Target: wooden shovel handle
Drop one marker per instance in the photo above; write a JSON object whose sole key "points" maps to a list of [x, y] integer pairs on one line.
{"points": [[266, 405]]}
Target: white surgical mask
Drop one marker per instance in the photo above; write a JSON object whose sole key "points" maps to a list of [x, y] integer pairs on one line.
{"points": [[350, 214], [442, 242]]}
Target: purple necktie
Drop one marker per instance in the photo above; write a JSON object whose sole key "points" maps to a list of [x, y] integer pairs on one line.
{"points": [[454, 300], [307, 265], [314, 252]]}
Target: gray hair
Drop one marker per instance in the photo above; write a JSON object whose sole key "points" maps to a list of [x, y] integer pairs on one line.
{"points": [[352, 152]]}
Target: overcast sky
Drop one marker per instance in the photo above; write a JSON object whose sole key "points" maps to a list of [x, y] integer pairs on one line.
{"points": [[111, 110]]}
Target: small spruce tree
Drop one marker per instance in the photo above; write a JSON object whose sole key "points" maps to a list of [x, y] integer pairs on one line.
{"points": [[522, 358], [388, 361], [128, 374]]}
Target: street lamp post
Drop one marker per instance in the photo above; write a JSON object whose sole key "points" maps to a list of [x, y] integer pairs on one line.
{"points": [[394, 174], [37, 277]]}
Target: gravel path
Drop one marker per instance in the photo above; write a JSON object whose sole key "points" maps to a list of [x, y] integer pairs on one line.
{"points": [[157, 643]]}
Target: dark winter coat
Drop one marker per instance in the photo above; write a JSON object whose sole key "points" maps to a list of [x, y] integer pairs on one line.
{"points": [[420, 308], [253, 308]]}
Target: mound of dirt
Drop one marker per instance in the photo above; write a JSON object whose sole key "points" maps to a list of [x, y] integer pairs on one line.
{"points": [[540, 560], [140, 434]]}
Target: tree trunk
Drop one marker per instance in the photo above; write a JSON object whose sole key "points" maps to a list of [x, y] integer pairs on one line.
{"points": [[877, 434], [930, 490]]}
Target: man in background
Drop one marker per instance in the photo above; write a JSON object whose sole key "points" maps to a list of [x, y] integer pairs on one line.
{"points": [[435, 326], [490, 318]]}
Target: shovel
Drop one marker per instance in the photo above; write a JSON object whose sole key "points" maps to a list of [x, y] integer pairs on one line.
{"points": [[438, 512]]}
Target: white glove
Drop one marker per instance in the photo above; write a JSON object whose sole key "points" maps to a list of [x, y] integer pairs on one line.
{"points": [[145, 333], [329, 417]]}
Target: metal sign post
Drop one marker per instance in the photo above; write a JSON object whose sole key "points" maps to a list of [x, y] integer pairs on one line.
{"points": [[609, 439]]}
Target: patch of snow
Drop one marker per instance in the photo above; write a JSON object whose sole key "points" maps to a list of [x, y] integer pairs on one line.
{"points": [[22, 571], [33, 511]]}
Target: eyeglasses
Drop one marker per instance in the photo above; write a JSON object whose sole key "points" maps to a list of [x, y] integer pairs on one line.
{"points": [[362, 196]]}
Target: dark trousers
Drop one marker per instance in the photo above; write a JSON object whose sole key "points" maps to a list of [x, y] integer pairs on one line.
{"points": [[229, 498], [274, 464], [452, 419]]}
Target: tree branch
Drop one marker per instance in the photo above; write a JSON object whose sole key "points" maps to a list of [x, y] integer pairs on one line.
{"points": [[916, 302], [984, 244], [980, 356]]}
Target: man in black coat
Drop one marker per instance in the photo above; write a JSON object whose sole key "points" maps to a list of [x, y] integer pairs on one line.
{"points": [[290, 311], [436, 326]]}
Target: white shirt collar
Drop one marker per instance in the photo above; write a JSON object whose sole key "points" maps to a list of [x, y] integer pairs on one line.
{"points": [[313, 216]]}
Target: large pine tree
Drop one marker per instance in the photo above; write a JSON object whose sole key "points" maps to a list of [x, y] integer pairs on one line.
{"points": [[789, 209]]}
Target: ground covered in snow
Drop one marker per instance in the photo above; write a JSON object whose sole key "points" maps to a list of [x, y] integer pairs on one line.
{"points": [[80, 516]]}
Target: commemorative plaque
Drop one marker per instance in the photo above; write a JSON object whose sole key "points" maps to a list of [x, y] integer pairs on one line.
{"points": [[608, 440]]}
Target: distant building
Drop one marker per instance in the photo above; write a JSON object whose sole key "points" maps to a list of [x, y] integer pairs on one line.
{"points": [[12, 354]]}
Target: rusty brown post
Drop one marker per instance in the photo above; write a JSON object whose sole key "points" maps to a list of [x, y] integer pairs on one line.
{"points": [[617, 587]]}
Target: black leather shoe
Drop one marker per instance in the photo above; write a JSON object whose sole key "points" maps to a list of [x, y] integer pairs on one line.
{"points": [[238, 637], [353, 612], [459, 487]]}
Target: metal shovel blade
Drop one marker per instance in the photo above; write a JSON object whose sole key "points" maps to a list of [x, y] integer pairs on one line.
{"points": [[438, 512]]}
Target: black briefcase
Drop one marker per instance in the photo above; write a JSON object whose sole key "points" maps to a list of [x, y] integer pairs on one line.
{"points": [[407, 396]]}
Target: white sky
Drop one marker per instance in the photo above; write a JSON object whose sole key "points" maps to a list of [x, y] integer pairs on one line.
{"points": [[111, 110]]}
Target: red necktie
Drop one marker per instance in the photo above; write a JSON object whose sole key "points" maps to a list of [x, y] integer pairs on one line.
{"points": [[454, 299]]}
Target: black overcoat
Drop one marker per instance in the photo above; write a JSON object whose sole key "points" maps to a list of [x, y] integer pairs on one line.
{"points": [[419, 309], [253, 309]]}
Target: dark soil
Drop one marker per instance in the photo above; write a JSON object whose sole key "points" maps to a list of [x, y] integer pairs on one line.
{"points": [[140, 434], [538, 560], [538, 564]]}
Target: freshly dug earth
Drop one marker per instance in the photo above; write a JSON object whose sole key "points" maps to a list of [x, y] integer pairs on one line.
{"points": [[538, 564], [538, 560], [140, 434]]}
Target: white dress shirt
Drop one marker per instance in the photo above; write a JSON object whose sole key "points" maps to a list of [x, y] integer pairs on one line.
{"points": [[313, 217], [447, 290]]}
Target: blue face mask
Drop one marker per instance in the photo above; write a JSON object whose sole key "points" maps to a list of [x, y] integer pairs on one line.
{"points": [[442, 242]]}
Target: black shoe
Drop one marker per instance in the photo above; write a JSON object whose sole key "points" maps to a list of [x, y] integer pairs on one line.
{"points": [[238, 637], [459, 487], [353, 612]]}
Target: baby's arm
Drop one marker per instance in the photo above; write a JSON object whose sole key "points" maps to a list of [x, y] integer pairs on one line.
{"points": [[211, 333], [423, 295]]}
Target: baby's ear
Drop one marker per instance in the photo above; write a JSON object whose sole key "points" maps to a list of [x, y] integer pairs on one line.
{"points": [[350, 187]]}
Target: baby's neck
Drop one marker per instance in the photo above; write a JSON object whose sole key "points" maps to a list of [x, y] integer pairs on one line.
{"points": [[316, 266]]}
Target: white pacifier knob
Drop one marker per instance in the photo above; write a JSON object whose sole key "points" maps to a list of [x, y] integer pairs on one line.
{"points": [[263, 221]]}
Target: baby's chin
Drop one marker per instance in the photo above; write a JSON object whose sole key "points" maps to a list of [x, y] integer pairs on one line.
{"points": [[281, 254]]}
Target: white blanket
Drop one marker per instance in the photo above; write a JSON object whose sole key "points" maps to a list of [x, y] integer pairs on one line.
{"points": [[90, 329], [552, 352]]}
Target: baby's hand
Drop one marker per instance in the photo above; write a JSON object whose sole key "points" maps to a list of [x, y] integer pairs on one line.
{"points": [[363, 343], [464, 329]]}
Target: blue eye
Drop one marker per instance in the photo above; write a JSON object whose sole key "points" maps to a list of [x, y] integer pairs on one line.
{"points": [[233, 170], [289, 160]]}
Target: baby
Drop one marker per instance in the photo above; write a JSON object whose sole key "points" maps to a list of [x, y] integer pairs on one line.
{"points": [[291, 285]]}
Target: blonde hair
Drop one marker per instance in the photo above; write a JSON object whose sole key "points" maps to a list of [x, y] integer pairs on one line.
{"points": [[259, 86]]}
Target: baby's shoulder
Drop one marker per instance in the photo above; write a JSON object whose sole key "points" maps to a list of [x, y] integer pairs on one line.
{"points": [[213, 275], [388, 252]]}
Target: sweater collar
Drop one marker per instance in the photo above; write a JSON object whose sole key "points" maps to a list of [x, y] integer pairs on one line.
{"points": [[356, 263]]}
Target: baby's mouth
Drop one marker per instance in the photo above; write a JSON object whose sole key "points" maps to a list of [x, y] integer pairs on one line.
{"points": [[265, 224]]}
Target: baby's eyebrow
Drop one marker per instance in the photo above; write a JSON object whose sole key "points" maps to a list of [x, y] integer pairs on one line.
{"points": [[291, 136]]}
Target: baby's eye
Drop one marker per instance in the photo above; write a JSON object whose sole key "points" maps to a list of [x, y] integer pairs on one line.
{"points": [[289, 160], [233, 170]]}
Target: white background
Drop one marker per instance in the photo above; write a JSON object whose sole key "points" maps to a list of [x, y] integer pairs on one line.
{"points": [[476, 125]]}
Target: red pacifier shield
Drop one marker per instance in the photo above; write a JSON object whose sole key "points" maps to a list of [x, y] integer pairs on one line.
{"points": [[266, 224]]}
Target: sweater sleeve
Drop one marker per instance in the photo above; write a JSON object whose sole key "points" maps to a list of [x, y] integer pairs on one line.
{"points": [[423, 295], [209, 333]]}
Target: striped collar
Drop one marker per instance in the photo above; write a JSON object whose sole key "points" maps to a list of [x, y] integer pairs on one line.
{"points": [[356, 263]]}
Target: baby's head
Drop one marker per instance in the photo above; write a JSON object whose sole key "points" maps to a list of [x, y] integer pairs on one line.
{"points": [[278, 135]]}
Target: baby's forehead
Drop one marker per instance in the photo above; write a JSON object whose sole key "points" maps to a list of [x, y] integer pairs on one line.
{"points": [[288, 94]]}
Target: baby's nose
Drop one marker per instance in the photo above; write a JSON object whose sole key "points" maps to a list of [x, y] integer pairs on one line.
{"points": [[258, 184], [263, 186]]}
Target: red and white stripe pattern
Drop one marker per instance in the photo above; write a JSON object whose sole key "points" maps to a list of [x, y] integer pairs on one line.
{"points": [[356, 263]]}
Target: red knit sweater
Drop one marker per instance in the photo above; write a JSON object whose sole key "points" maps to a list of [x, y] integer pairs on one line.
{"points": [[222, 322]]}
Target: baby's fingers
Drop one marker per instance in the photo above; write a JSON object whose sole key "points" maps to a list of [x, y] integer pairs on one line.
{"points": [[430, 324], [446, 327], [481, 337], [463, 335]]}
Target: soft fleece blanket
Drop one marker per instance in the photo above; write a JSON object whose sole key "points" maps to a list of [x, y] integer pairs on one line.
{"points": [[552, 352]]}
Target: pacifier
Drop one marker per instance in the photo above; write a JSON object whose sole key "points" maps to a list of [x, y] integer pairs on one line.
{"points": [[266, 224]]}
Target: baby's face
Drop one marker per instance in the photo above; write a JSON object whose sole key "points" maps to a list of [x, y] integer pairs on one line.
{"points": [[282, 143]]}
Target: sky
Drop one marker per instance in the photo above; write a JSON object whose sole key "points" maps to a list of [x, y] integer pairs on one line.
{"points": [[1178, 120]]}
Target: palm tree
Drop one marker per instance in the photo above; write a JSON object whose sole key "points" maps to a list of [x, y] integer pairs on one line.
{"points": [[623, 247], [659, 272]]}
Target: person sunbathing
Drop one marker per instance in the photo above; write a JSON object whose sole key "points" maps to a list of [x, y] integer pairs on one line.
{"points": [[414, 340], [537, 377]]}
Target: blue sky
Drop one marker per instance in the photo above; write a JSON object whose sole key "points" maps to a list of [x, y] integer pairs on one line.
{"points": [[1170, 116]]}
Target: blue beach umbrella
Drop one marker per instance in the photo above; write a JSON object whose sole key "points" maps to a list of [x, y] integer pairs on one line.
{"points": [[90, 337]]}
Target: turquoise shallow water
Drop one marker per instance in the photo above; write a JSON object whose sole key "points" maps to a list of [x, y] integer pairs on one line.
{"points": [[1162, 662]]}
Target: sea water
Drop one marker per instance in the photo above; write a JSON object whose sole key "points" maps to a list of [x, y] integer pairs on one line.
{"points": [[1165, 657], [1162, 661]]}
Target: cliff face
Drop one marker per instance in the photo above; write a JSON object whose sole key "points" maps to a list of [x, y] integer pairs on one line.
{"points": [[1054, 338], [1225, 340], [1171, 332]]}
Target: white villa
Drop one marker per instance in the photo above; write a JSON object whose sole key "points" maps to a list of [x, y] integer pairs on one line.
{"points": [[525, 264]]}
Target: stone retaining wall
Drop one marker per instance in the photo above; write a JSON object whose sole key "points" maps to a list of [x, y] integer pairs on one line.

== == ==

Format the lines from the one containing "Target: baby's face" through the last line of the items as a JSON list of strings, one string per line, with blank lines omitted.

Solution to the exercise
[
  "Target: baby's face",
  "Drop one marker per instance in the photo above; write a JSON object whose sole key \"points\" maps to a list of [x, y] integer pairs on one line.",
  "{\"points\": [[282, 143]]}",
  "Target: sky",
  "Drop one marker per instance in the photo above; write a JSON object whose sole key \"points\" maps to a list of [x, y] integer pairs on one line.",
  "{\"points\": [[1178, 120]]}",
  "Target: palm tree",
  "Drop one marker per instance in the photo above; write a JSON object whose sole key \"points\" maps to a list of [x, y] integer pairs on one line.",
  "{\"points\": [[623, 247], [659, 272]]}",
  "Target: person sunbathing",
  "Drop one marker per instance in the photo above; write a JSON object whose sole key \"points\" maps to a list of [x, y] integer pairs on one line.",
  "{\"points\": [[414, 340], [537, 377]]}",
  "Target: blue sky",
  "Drop one marker per instance in the photo above; write a JSON object whose sole key \"points\" maps to a list of [x, y] integer pairs on one line.",
  "{\"points\": [[1170, 116]]}",
  "Target: blue beach umbrella",
  "Drop one marker per instance in the photo above; write a JSON object whose sole key \"points\" maps to a list of [x, y] integer pairs on one line.",
  "{\"points\": [[90, 337]]}",
  "Target: turquoise shallow water",
  "Drop one marker per instance in the photo above; write a JSON object whose sole key \"points\" maps to a list of [x, y] integer pairs on one line.",
  "{\"points\": [[1162, 662]]}",
  "Target: sea water",
  "Drop one marker per instance in the photo above; write a JSON object whose sole key \"points\" maps to a list of [x, y] integer pairs on one line.",
  "{\"points\": [[1165, 657], [1162, 661]]}",
  "Target: cliff face",
  "Drop one marker per instance in the photo above; write a JSON object whose sole key \"points\" maps to a list of [x, y] integer pairs on one line.",
  "{\"points\": [[1054, 338], [1225, 340], [1171, 332]]}",
  "Target: white villa",
  "Drop one marker per instance in the photo above; write a JSON object whose sole key \"points\" maps to a list of [x, y] integer pairs on one line.",
  "{\"points\": [[525, 264]]}",
  "Target: stone retaining wall",
  "Drop one marker per instance in the photo above; write a JSON object whose sole key \"points\" maps to a list of [x, y] integer pairs on one line."
]